**EXCERPT TO READ:**
# # # # #

New Discovery now in SA

John Oxley

It isn't so much the way the Discovery 3 performs in any one area that makes it special. It's the way it performs so well in EVERY way.

The first product designed totally under new owners Ford Motor Co. has seen the light of day, has been driven to extremes under the African sun, and has not been found wanting.

It has been designed to make light work out of off-road driving, using a "dial-up" system that simply and easily explains every setting of suspension, gearbox, and speed.

Even a novice can tackle deep sand, big rocks, slippery roads, mud or forest tracks, ford rivers - or use the car to transport hordes of kids to school in luxury.

The car is more spacious than any Discovery before it without growing much externally.

Its seating system is so easy that it flicks from comfortable seating for seven adults (and we know, 'cos we tried it) to a totally flat interior that will take huge objects and still leave room for the driver and front passenger.

And, of course, any combination in between.

New engines

It has a new range of engines that come from the Ford and Jaguar stables, tried and tested units that give more power than the outgoing BMW derived motors while offering better fuel economy and less complexity.

On top of that all the automatic gearboxes (the only option at the moment) are ZF 6-speed units with genuine lock-up facility in the lower gears, with a 5-speed manual to come later on the turbo-diesel variant.

The body is lighter and stronger (and much more attractive) than that of the Series 2 Discovery, but still retains a separate chassis with the body bolted on.

Suspension is for the first time independent all round, but there is huge wheel articulation together with cross-linked air suspension that allows the axles to act in the same way as solid axles in ensuring the bodywork clears rocks.

On top of all that Discovery 3 has lots of electronic aids in a dual system that the company guarantees will always get you home.

All electronic bits are now out of harms way so they won't be damaged by water ingress, and the car is sealed so it can ford water up to 700 mm deep without the carpets getting flooded.

It has three suspension settings to ensure you don't easily end up on your belly in the sand, and it has a full-size spare wheel for those moments we all dread.

Customer satisfaction

I also chatted with Thomas Viehvey, the new head of Ford SA's Premier Automotive Group (and of Land Rover), who has been drafted in from Brazil to move Land Rover forward.

# # # # #

Position identification records
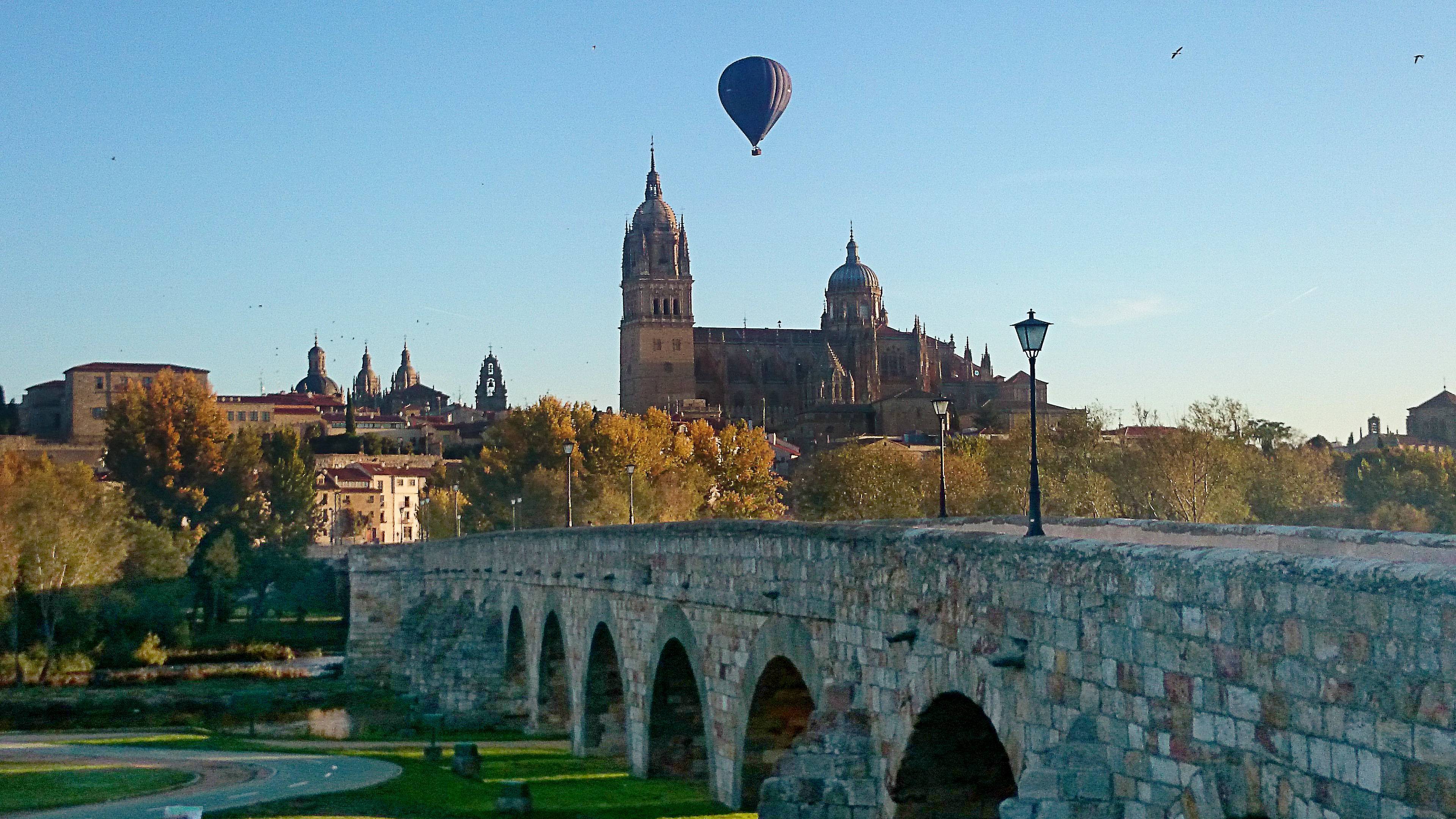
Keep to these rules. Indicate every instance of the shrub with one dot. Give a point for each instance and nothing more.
(151, 652)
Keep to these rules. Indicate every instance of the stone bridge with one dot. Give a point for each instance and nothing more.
(807, 671)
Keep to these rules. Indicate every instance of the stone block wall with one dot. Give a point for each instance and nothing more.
(1254, 681)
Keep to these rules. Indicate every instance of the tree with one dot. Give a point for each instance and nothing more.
(9, 416)
(165, 442)
(67, 534)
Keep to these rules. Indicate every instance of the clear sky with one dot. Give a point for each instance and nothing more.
(1270, 216)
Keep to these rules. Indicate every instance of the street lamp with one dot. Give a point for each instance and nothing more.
(455, 497)
(567, 448)
(1031, 333)
(631, 493)
(943, 410)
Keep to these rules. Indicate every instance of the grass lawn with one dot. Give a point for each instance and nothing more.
(36, 786)
(563, 786)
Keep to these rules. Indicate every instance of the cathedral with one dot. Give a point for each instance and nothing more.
(854, 375)
(404, 388)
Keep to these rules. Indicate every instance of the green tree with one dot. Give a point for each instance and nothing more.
(67, 534)
(165, 442)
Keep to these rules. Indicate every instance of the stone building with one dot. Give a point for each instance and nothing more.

# # # # #

**GIVEN EXERCISE:** Copy the stretch of the Discovery 3 review from "Customer satisfaction" through "Land Rover forward.", substituting "Germany" for "Brazil". The entries stand apart from the review.

**CORRECT ANSWER:**
Customer satisfaction

I also chatted with Thomas Viehvey, the new head of Ford SA's Premier Automotive Group (and of Land Rover), who has been drafted in from Germany to move Land Rover forward.